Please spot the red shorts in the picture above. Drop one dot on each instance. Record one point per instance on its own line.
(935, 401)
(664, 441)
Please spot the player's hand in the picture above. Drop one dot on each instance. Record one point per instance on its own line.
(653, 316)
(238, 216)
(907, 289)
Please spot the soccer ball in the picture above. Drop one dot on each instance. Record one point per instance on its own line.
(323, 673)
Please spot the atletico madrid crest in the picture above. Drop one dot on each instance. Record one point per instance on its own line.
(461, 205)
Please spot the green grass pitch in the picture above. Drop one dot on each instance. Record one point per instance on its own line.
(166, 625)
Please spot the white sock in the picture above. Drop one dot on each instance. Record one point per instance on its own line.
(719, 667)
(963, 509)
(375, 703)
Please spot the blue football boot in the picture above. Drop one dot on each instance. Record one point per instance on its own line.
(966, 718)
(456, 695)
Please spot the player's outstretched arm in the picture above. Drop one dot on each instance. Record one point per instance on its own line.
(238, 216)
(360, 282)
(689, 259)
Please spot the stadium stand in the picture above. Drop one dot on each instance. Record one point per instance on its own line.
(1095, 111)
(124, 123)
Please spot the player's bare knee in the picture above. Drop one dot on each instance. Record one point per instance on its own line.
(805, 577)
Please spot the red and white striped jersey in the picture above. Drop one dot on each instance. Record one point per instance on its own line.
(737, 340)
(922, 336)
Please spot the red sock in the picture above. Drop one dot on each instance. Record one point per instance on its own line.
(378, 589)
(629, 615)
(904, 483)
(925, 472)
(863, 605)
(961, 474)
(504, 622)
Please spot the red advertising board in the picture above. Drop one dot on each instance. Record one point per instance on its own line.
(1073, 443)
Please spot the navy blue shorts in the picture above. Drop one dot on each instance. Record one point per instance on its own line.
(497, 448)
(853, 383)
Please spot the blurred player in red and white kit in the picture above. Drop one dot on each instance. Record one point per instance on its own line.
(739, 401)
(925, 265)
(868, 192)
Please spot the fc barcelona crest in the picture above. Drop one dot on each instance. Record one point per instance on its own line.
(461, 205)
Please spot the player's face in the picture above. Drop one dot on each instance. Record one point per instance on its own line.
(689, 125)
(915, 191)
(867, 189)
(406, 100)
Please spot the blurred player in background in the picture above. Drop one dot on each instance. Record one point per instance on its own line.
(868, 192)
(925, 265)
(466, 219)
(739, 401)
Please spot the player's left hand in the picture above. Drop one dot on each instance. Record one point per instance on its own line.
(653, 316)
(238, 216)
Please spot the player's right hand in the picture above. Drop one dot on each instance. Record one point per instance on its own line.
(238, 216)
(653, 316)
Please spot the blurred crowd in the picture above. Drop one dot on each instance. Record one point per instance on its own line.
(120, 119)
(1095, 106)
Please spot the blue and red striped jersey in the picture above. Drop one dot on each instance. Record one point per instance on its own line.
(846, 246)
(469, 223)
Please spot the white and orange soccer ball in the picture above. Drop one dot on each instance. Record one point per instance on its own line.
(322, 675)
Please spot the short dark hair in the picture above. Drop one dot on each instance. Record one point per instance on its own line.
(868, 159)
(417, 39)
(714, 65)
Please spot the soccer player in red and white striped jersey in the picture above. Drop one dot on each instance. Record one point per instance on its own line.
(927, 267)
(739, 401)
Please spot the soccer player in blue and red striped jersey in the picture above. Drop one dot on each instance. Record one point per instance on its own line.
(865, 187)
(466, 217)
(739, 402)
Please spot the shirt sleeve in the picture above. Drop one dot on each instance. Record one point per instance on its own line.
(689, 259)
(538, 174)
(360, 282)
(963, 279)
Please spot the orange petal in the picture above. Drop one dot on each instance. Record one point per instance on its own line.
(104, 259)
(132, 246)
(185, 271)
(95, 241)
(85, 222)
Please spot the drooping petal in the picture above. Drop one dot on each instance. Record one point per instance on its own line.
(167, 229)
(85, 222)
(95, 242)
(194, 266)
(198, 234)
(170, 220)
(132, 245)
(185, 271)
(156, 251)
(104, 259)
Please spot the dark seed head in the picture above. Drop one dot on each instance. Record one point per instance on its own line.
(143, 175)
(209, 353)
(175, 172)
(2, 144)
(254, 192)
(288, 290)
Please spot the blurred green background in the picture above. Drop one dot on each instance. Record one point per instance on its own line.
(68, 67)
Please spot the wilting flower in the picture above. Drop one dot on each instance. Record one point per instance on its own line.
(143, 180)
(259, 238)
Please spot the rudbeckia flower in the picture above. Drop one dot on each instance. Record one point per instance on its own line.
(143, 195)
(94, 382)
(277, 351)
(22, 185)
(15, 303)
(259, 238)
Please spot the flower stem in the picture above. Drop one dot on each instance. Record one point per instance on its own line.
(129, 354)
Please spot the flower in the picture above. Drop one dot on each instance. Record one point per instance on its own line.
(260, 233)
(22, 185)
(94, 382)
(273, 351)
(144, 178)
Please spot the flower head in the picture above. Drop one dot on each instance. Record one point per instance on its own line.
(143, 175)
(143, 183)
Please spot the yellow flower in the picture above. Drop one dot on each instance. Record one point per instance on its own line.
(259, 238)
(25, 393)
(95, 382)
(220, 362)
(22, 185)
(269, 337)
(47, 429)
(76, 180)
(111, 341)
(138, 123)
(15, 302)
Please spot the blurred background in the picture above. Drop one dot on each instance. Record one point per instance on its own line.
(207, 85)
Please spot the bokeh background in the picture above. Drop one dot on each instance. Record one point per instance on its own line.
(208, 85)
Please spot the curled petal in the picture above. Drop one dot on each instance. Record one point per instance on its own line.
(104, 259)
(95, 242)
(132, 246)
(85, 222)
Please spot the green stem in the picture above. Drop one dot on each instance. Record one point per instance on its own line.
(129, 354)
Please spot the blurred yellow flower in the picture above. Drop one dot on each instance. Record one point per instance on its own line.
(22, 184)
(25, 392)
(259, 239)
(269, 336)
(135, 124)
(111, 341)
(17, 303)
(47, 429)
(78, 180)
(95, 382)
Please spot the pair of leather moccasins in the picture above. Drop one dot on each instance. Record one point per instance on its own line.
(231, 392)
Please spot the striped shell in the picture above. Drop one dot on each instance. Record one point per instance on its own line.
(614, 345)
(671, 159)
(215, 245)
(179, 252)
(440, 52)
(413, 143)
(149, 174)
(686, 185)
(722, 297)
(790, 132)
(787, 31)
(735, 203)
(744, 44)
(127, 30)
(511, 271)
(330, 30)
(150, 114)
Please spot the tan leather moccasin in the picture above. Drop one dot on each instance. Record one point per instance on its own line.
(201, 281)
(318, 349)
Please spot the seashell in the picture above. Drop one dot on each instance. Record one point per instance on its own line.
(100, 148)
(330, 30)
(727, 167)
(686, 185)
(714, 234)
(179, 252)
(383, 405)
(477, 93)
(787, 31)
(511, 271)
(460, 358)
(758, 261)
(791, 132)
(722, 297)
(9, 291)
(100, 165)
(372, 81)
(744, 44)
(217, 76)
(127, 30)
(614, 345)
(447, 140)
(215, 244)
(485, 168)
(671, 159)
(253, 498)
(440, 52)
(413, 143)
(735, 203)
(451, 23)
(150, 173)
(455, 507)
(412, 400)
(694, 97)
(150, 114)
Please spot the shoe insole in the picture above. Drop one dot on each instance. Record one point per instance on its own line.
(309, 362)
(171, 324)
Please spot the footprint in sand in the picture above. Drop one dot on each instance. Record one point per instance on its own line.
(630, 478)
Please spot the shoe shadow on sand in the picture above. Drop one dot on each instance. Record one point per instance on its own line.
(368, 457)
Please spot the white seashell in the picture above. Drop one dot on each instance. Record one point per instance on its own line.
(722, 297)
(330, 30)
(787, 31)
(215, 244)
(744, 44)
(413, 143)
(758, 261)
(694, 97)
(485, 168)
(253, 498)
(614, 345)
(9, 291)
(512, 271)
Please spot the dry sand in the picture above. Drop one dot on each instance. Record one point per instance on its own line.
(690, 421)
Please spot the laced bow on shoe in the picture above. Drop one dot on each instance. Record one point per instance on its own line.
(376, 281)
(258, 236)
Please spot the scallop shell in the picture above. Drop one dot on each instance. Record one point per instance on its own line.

────────────────────

*Work task:*
Starting at the line that contains "Please spot the dry", reproduce each line through the end of the records exactly, both ends included.

*Result:*
Please spot the dry sand in the picture above. Drop one dot on each instance. Record one point per instance on its own line.
(690, 421)
Please spot the laced bow on shoe in the picture above. Drop one dot on each instance. Record one point per instance on its own line.
(376, 281)
(258, 236)
Please spot the scallop shell in the picture above. Drop one dot on each instance. Record one point per instance on its own line.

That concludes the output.